* _Task material_:
--------
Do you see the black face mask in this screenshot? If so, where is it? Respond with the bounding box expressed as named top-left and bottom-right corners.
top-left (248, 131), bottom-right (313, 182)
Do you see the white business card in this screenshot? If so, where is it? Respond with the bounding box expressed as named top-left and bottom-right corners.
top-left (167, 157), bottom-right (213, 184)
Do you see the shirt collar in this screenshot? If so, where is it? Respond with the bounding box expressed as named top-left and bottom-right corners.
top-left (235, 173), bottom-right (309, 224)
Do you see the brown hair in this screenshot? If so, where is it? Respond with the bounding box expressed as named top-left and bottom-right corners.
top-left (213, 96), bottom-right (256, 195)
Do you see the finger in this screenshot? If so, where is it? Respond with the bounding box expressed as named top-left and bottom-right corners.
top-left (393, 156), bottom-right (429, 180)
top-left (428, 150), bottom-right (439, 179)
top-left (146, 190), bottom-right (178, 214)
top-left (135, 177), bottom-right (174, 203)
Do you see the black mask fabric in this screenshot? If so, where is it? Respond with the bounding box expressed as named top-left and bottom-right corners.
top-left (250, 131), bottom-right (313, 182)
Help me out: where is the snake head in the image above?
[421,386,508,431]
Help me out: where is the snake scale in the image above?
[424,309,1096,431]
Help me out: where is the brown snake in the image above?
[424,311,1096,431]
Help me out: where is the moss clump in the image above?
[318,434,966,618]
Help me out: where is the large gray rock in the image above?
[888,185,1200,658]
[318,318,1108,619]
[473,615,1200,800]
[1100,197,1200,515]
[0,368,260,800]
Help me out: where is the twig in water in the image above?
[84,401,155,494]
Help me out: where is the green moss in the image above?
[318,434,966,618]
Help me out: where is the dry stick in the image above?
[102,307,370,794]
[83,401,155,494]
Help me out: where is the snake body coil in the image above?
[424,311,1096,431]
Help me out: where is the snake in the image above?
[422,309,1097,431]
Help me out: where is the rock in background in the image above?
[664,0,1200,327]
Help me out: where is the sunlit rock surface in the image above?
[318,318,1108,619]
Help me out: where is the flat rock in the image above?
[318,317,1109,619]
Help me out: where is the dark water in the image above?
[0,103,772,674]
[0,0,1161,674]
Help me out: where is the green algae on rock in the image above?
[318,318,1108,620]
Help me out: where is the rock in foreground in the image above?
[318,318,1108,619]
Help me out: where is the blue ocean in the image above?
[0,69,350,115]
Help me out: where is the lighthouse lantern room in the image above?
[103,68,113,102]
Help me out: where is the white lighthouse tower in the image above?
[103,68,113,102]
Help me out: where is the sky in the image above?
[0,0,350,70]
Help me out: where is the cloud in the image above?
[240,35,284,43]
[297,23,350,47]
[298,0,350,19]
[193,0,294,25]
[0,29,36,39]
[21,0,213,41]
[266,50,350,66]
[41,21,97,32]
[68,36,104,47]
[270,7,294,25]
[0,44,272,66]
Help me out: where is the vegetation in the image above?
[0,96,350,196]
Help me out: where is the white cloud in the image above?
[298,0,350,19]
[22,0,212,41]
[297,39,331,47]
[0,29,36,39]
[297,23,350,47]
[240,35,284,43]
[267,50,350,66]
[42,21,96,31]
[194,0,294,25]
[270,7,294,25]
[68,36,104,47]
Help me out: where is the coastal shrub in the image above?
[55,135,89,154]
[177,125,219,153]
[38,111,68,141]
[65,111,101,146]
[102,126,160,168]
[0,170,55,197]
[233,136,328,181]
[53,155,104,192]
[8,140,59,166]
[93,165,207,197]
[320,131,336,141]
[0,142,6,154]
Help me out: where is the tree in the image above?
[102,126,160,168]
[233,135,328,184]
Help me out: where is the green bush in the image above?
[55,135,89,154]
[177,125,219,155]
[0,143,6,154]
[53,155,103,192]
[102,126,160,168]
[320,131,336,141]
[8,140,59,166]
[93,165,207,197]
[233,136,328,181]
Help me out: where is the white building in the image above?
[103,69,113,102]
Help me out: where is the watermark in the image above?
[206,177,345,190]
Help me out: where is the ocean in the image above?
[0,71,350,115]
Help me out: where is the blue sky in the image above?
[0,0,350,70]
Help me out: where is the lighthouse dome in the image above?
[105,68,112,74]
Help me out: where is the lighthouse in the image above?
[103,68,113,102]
--------
* _Instructions for the task_:
Reproduce every line above without error.

* _Result below_:
Do you see the black face mask in this screenshot? If so, where is it? Respond with the bounding box expressed as named top-left and bottom-right corners.
top-left (248, 131), bottom-right (313, 182)
Do you see the white business card in this screenshot? If so, where is it? Respond with the bounding box expressed as named top-left and bottom-right corners.
top-left (167, 157), bottom-right (213, 184)
Do you see the shirt collar in this screenshot? If so, where is it? Respond with the bounding box expressed as named top-left and bottom-right corners.
top-left (235, 173), bottom-right (309, 224)
Do you see the brown hair in this screenshot? If so, where is it? Respond with the bounding box expressed as named top-left and bottom-right corners.
top-left (213, 96), bottom-right (256, 195)
Do you see the finger in this screenshot? If so, where is it? Respond with the bounding box expressed as named top-left and bottom-right corners.
top-left (393, 156), bottom-right (429, 180)
top-left (428, 150), bottom-right (439, 179)
top-left (146, 190), bottom-right (178, 214)
top-left (135, 177), bottom-right (174, 203)
Do you see the black mask fabric in this screenshot? If so, where is it? Respond with the bounding box expressed as named top-left and bottom-right corners.
top-left (250, 131), bottom-right (313, 182)
Help me out: where is the snake head in the image above?
[421,386,508,431]
Help me out: where is the snake scale in the image above?
[424,309,1096,431]
Help me out: where is the brown snake in the image above?
[424,311,1096,431]
Help me out: where is the moss clump in the image above?
[318,434,966,618]
Help me out: where is the large gray rock in the image above?
[888,185,1200,658]
[318,318,1108,619]
[473,615,1200,800]
[1100,197,1200,515]
[0,368,260,800]
Help me out: where is the twig in water in the image above?
[84,401,155,494]
Help me out: where is the green moss in the image above?
[318,434,966,618]
Help me out: where is the dry stick in the image above?
[102,307,370,794]
[83,401,155,494]
Help me out: where is the snake body coil in the image above?
[424,311,1096,431]
Help me out: where is the snake in the image above?
[422,309,1097,431]
Help me out: where is the rock in background in the image above?
[664,0,1200,327]
Help me out: where is the sunlit rock surface in the image above?
[318,318,1108,619]
Help me out: where is the flat rock in the image above?
[318,317,1109,619]
Help me out: where is the dark water in the image above?
[0,103,772,674]
[0,0,1161,674]
Help me out: where is the green algae on rock in the image above?
[318,318,1108,620]
Help me out: where is the rock in foreground in the image above?
[318,318,1108,619]
Help me out: where is the blue ocean in the image above?
[0,69,350,115]
Help me out: where is the lighthouse lantern room in the image above?
[103,68,113,102]
Help me out: where is the white lighthouse tower in the image above?
[103,68,113,102]
Help me out: where is the sky in the image above?
[0,0,350,70]
Help me out: where is the cloud in the image above?
[240,35,284,43]
[297,23,350,47]
[298,0,350,19]
[193,0,294,25]
[0,29,36,39]
[21,0,213,41]
[266,50,350,66]
[41,21,97,32]
[68,36,104,47]
[270,7,294,25]
[0,44,272,66]
Help me out: where is the vegetation in the image above?
[0,96,350,196]
Help me out: where is the white cloud in the image above?
[298,0,350,19]
[22,0,212,41]
[297,39,331,47]
[0,29,36,39]
[297,23,350,47]
[240,35,284,43]
[267,50,350,66]
[42,21,96,31]
[194,0,294,25]
[270,7,294,25]
[68,36,104,47]
Help me out: where is the coastal shrub in the image above?
[55,135,89,154]
[177,125,219,153]
[38,111,68,141]
[65,111,101,146]
[102,126,160,168]
[0,170,55,197]
[233,136,328,181]
[53,155,104,192]
[8,140,59,166]
[93,165,207,197]
[320,131,336,141]
[0,142,6,154]
Help me out: where is the tree in the image above?
[102,126,160,168]
[233,135,328,184]
Help me out: where is the green bush in the image above?
[55,135,89,154]
[177,125,219,155]
[0,143,6,154]
[53,155,103,192]
[102,126,160,168]
[320,131,336,141]
[8,140,59,166]
[93,165,207,197]
[233,136,328,181]
Help me out: where is the white building in the image above?
[103,69,113,102]
Help me out: where is the watermark in the image above?
[206,177,345,190]
Help me out: where is the ocean in the image above?
[0,71,350,115]
Help me out: where is the blue sky in the image above?
[0,0,350,70]
Help me out: where is the lighthouse dome in the image above?
[105,68,112,74]
Help me out: where is the lighthouse in the image above?
[103,68,113,102]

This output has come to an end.